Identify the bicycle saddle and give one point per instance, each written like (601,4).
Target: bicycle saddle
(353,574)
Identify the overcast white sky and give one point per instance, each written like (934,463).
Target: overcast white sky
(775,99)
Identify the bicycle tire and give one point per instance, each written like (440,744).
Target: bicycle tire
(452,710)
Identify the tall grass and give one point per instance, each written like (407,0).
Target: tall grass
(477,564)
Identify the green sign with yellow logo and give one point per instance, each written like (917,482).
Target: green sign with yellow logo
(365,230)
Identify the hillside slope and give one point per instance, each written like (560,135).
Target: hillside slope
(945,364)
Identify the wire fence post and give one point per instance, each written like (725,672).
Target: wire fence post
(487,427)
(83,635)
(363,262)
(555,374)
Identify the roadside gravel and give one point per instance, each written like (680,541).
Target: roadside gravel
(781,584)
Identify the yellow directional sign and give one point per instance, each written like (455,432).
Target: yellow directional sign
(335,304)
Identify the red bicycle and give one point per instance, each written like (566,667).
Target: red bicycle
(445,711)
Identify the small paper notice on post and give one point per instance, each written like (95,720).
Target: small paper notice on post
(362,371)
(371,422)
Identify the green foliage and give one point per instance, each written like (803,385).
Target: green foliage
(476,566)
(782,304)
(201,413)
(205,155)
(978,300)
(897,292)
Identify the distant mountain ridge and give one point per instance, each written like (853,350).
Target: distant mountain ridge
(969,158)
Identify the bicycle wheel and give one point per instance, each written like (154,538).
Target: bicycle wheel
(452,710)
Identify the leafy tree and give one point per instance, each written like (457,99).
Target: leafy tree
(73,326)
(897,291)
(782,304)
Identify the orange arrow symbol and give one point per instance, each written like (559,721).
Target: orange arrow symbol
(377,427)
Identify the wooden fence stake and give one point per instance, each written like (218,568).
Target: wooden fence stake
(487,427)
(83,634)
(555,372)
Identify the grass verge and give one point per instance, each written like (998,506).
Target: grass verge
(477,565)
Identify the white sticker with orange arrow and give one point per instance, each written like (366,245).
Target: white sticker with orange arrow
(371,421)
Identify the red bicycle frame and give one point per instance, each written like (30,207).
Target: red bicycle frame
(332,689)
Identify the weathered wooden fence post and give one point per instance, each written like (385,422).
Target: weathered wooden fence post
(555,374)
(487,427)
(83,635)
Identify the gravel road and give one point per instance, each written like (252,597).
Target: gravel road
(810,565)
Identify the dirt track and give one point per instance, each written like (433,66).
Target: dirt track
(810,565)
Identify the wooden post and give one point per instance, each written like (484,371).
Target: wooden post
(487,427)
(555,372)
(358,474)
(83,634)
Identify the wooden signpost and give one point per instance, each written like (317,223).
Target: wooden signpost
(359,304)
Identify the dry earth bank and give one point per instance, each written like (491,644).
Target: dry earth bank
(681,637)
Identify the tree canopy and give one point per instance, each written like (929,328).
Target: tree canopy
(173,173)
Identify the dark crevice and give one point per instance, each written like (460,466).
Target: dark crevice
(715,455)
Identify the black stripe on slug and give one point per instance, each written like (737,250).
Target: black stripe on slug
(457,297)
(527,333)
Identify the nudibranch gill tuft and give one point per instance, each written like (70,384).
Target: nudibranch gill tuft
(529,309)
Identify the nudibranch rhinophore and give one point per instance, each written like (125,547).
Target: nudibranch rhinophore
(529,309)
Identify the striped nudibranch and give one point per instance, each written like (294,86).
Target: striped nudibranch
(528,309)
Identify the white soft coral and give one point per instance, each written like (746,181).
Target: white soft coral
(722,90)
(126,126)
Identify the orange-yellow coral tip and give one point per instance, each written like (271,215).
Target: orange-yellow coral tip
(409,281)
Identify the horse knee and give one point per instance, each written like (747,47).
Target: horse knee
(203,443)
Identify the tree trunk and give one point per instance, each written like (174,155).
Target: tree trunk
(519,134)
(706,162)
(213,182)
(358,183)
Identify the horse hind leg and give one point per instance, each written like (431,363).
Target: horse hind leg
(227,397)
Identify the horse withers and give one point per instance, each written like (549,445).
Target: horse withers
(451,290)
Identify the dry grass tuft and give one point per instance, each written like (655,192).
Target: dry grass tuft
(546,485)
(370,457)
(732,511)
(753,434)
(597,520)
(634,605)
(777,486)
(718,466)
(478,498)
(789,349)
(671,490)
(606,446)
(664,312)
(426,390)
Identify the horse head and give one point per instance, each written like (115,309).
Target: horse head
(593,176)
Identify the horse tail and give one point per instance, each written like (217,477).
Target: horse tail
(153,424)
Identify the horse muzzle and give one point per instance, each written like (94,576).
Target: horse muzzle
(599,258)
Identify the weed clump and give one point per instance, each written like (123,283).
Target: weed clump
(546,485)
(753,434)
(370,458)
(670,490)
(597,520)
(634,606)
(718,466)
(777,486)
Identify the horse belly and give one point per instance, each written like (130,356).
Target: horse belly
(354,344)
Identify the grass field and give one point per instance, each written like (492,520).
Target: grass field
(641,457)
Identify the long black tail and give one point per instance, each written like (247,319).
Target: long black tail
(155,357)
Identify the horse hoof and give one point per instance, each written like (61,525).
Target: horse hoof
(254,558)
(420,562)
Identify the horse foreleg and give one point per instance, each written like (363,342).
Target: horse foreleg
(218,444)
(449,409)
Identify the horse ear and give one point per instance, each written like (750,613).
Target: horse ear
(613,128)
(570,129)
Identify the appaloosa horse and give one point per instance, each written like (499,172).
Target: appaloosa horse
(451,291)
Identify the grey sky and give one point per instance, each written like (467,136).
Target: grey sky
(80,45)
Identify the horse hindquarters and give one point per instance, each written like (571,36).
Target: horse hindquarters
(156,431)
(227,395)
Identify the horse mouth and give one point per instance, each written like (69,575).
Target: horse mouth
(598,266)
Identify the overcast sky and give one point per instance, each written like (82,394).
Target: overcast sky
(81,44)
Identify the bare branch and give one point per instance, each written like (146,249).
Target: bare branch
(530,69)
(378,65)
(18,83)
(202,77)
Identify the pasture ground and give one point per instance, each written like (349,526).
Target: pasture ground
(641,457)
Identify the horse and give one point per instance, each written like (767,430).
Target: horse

★ ★ ★

> _Required work_: Transcribe all the records above line for line, without changing a single character.

> _Reply to the exercise_:
Identify the bicycle saddle and give one point per instance, each written like (601,4).
Target: bicycle saddle
(353,574)
Identify the overcast white sky and give one point per instance, each written like (934,463).
Target: overcast white sky
(775,99)
Identify the bicycle tire and give one point per instance, each written like (440,744).
Target: bicycle tire
(452,710)
Identify the tall grass and give one point per instance, each written like (407,0).
Target: tall grass
(477,564)
Identify the green sign with yellow logo and give one point per instance, each written like (917,482).
Target: green sign with yellow logo
(365,230)
Identify the hillside slope and give one point per instance, each written like (560,135).
Target: hillside slope
(945,364)
Identify the wire fence post and give one point per instance, each written like (725,672).
Target: wire fence post
(487,427)
(83,635)
(363,262)
(555,374)
Identify the roadside gravel and give one point per instance, each written like (680,541).
Target: roadside gravel
(781,584)
Identify the yellow directional sign and give one point per instance, each written like (455,432).
Target: yellow directional sign
(335,304)
Identify the red bicycle and give one point per instance, each written like (566,667).
Target: red bicycle
(445,711)
Identify the small paper notice on post and give one point per instance, each written like (95,720).
Target: small paper notice on post
(362,371)
(371,422)
Identify the green foliage and give one point per instance, each written like (803,385).
Target: green foliage
(476,566)
(782,304)
(201,413)
(205,155)
(978,300)
(897,292)
Identify the distant mountain ridge and give one point per instance, each written like (853,350).
Target: distant mountain ridge
(969,158)
Identify the bicycle wheel and give one point per instance, each written like (154,538).
Target: bicycle wheel
(452,710)
Identify the leafy tree and give one point per instance, each written like (457,99).
Target: leafy tree
(73,326)
(897,291)
(782,304)
Identify the orange arrow symbol and give one point per instance, each written like (559,721).
Target: orange arrow symbol
(377,427)
Identify the wooden fence stake and give one point per instance, each written like (218,568).
Target: wooden fence stake
(487,427)
(83,634)
(555,372)
Identify the grass verge and give one point per instance, each written like (998,506).
Target: grass verge
(477,565)
Identify the white sticker with orange arrow and give one point per instance, each written like (366,245).
Target: white sticker with orange arrow
(371,421)
Identify the red bicycle frame and give one point per instance, each written like (30,207).
Target: red bicycle frame
(332,689)
Identify the weathered wooden fence post and give one point per instance, each written like (385,422).
Target: weathered wooden fence post
(555,374)
(487,427)
(83,635)
Identify the gravel road and give one point per instance, each written like (252,597).
Target: gravel road
(810,565)
Identify the dirt track and give one point per instance, each written like (433,66).
Target: dirt track
(810,565)
Identify the wooden post and give one point per instance, each written like (484,371).
Target: wooden post
(487,427)
(555,372)
(358,474)
(83,634)
Identify the wooden signpost and give one point per instance, each written like (317,223).
Target: wooden signpost
(359,304)
Identify the dry earth bank and give one point per instance, each written like (491,644).
Target: dry earth bank
(681,637)
Identify the tree canopy and give one point per instance, each written like (929,328).
Target: tree canopy
(173,173)
Identify the dark crevice and give one point per instance, each written like (460,466).
Target: dark crevice
(715,455)
Identify the black stripe on slug and give one point per instance, each written like (737,250).
Target: black stripe on slug
(457,297)
(527,333)
Identify the nudibranch gill tuft and give one point per instance, each written like (70,384).
Target: nudibranch gill tuft
(529,309)
Identify the nudibranch rhinophore and give one point per instance, each written like (125,547).
Target: nudibranch rhinophore
(529,309)
Identify the striped nudibranch and give one point per instance, each written like (294,86).
Target: striped nudibranch
(528,309)
Identify the white soft coral and give one point per instance, each written like (746,181).
Target: white soft coral
(722,90)
(126,126)
Identify the orange-yellow coral tip and give one point per instance, each written like (271,215).
Target: orange-yellow coral tip
(409,281)
Identify the horse knee and give one point per instance, each written like (747,47).
Target: horse knee
(203,443)
Identify the tree trunk and give one point per instance, each written like (174,155).
Target: tree trunk
(519,134)
(706,162)
(213,182)
(358,183)
Identify the horse hind leg and give one point per instance, each written like (431,363).
Target: horse hind leg
(227,397)
Identify the horse withers and give one point per instance, each written like (549,445).
Target: horse withers
(451,290)
Identify the dry grass tuft and give one point per instance, each written like (655,192).
Target: dry grass tuft
(546,485)
(370,457)
(732,511)
(753,434)
(597,520)
(634,605)
(777,486)
(718,466)
(478,498)
(789,349)
(671,490)
(606,446)
(664,312)
(426,390)
Identify the horse head and give one point per instance, each written like (115,309).
Target: horse head
(593,176)
Identify the horse tail and give one point per instance, each written like (217,477).
Target: horse tail
(153,424)
Identify the horse muzzle and give one point per instance, each written like (94,576).
Target: horse muzzle
(599,258)
Identify the weed clump and give one point per instance, each written like (123,283).
Target: weed clump
(546,485)
(753,434)
(370,458)
(670,490)
(597,520)
(634,606)
(718,466)
(777,486)
Identify the horse belly and give one point per instance, each written like (130,356).
Target: horse belly
(354,344)
Identify the grass field and give one point per instance, each written like (492,520).
Target: grass field
(641,457)
Identify the long black tail and give one point per instance, each written like (247,319).
Target: long black tail
(155,357)
Identify the horse hoof and give one point per instance, each written like (61,525).
Target: horse hoof
(254,558)
(420,562)
Identify the horse foreleg and give one point per instance, each written like (363,342).
Target: horse foreleg
(218,444)
(449,409)
Identify the horse ear and give one point per instance, each written like (750,613).
Target: horse ear
(613,128)
(570,129)
Identify the appaloosa horse and give one point per instance, each written like (499,172).
Target: appaloosa horse
(451,291)
Identify the grey sky and give one point per instance, each written like (467,136).
Target: grey sky
(80,45)
Identify the horse hindquarters and give one point per instance, each written like (571,36).
Target: horse hindquarters
(156,431)
(227,395)
Identify the horse mouth and give one point per instance, each written like (69,575).
Target: horse mouth
(598,266)
Identify the overcast sky and give one point per instance, each written like (82,394).
Target: overcast sky
(81,44)
Identify the bare branch and give one point per instance, each written like (146,249).
Target: bare branch
(530,69)
(378,65)
(18,83)
(202,77)
Identify the pasture ground and give one point per instance, each written like (349,526).
Target: pasture ground
(641,457)
Identify the horse and give one point per instance, each written like (767,430).
Target: horse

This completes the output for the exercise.